::: Records shown

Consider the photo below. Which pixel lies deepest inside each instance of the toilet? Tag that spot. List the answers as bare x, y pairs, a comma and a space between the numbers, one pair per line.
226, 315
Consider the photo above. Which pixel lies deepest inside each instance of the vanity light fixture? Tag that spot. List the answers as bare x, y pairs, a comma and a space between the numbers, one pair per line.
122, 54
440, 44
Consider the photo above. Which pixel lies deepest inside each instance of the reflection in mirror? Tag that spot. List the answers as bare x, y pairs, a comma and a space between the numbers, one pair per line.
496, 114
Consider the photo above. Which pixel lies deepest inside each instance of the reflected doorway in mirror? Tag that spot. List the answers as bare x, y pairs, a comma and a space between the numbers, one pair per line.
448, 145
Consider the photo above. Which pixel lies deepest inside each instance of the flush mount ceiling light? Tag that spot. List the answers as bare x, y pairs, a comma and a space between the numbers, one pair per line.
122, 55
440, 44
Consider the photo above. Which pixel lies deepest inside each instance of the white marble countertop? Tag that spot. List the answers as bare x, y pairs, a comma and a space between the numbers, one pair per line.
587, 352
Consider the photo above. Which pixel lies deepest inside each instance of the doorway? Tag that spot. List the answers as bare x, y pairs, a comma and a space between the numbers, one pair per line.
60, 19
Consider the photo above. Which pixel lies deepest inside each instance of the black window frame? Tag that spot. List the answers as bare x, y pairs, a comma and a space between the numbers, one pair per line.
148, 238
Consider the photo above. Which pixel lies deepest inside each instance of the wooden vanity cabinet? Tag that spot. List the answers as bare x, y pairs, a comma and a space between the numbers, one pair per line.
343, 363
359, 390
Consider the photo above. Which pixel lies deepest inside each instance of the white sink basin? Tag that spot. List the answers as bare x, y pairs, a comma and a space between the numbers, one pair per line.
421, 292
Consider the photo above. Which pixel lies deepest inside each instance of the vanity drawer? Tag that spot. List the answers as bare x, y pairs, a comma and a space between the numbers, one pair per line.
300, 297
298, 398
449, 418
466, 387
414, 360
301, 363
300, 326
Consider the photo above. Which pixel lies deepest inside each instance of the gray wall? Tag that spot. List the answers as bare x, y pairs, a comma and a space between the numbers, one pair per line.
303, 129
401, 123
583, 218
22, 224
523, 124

::::::
::: Records shown

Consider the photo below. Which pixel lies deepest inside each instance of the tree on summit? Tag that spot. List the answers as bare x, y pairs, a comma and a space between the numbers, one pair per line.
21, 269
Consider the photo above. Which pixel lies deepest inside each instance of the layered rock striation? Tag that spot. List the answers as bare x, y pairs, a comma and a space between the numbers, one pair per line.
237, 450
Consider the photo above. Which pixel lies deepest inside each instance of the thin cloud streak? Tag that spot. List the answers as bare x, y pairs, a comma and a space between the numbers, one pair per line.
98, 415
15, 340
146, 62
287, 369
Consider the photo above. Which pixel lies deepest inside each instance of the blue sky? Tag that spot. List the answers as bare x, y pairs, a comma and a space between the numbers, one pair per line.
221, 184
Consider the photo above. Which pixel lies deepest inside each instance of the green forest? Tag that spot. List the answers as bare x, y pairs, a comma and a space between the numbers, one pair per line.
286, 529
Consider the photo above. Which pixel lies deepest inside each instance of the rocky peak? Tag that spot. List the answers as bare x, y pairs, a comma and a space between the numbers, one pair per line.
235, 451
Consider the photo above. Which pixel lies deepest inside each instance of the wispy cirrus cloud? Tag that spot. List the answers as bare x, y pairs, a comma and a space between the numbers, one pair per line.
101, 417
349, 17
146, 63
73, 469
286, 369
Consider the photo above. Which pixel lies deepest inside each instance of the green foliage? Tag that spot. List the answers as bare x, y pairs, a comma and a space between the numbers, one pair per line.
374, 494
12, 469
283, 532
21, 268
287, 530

::::::

> [Job] Locate each line in the listing that contains the word "below" and copy those lines in full.

> [Written solution]
Consider the photo below. Which pixel lies deepest inside each instance of the toilet? Tag that spot. List the answers as bare x, y pairs, a comma and a space between the numbers, one pair per line.
Consider the photo below. Which pixel lies deepest inside each instance of the tree on summit? Tag that spot. List the answers as bare x, y pairs, a comma and a space between the numbers, one pair per line.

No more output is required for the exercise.